Cape foot

In South Africa and South West Africa, 20ᵗʰ century (UN, 1966), a unit of length, approximately 31.486 centimeters, = 1.033 feet. opens a new page containing a chart that shows relationships between this unit and other units in its system

A Cape square foot is approximately 1.067 square feet.

Cape measure originated in Dutch measures brought by Dutch settlers in 1652. Land surveys were conducted in the Rijnlandse roede (rhynland rood), but without a national standard. Early in the 19ᵗʰ century the lack of a standard in surveys began to become a legal problem in the Cape Colony. In 1858, Governor Gray appointed a commission headed by Thomas Maclear to clarify the matter. The only standards found were two rods of Government Surveyor Thibault (1800 - 1815), each about 6 feet long, which taken together were intended to represent a rhynland rood. Measuring the rods, the commission came to the conclusion that 1 rhynland (or cape) foot = 1.033 English foot, and that value was legalized in 1859.
-*-*-
• [YOUR TASK]: In the Cape foot entry, who headed the commission appointed in 1858 to settle the lack of a survey standard?

[Pointing dataset excerpts]
-*-*-
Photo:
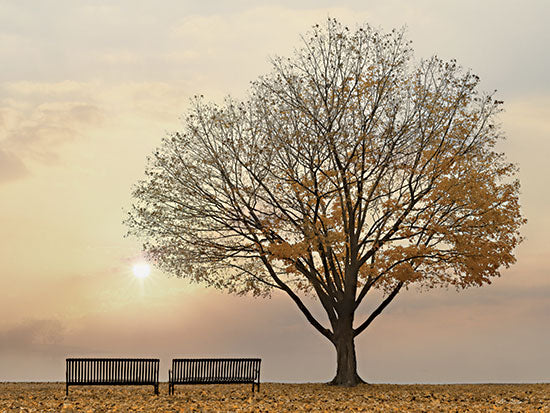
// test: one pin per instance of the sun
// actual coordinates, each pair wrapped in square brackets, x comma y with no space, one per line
[141,270]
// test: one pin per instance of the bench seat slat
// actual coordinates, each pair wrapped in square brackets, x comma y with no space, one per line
[214,371]
[111,371]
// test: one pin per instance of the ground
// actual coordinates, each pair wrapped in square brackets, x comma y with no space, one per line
[275,397]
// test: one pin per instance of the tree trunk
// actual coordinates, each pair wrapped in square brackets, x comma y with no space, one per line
[346,362]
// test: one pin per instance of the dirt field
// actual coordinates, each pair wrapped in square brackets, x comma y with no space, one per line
[274,397]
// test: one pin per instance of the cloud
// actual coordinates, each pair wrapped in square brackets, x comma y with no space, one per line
[35,336]
[11,167]
[37,119]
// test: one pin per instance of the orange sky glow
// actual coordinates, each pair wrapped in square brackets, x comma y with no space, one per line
[87,91]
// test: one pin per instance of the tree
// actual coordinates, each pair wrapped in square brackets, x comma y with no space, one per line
[347,169]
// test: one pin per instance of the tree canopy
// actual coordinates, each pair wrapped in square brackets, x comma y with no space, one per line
[349,168]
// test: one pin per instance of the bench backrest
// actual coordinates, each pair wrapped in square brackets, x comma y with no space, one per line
[205,370]
[112,370]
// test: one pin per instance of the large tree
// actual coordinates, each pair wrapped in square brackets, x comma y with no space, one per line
[349,168]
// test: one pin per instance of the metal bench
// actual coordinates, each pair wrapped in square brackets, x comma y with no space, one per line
[214,371]
[112,372]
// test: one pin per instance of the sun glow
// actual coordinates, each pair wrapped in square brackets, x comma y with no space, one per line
[141,270]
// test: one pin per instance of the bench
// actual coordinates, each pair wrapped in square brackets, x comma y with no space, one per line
[214,371]
[112,371]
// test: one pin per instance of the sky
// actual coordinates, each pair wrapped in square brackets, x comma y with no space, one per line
[87,91]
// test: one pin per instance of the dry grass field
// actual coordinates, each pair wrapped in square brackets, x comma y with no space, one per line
[275,397]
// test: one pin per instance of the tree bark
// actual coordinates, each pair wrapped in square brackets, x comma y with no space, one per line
[346,361]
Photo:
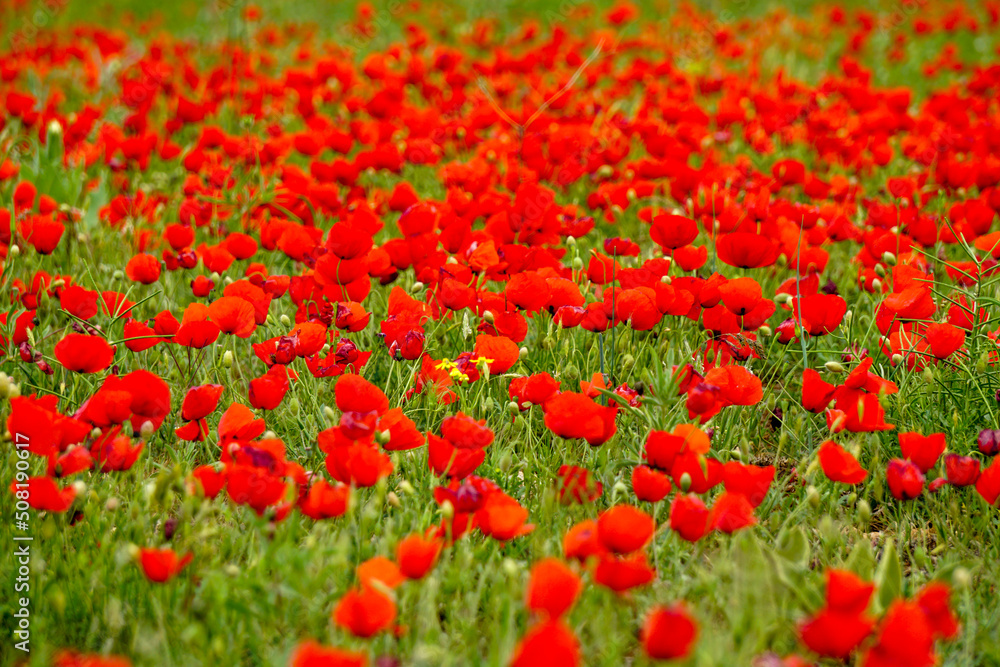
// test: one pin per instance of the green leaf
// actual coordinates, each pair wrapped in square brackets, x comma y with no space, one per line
[888,576]
[466,327]
[794,546]
[862,560]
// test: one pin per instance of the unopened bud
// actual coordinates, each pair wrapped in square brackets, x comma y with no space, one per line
[685,482]
[864,512]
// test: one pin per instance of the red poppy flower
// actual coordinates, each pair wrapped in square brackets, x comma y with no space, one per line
[416,555]
[689,517]
[44,494]
[746,250]
[324,500]
[820,314]
[552,588]
[233,315]
[673,231]
[988,484]
[961,470]
[502,352]
[364,612]
[547,644]
[731,512]
[752,482]
[199,402]
[162,565]
[839,465]
[924,451]
[115,452]
[906,482]
[570,415]
[623,573]
[143,268]
[624,529]
[82,353]
[668,633]
[649,484]
[577,485]
[905,637]
[313,654]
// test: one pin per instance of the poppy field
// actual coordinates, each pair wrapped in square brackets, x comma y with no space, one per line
[519,333]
-*-*-
• [TASK RESULT]: Thomas Maclear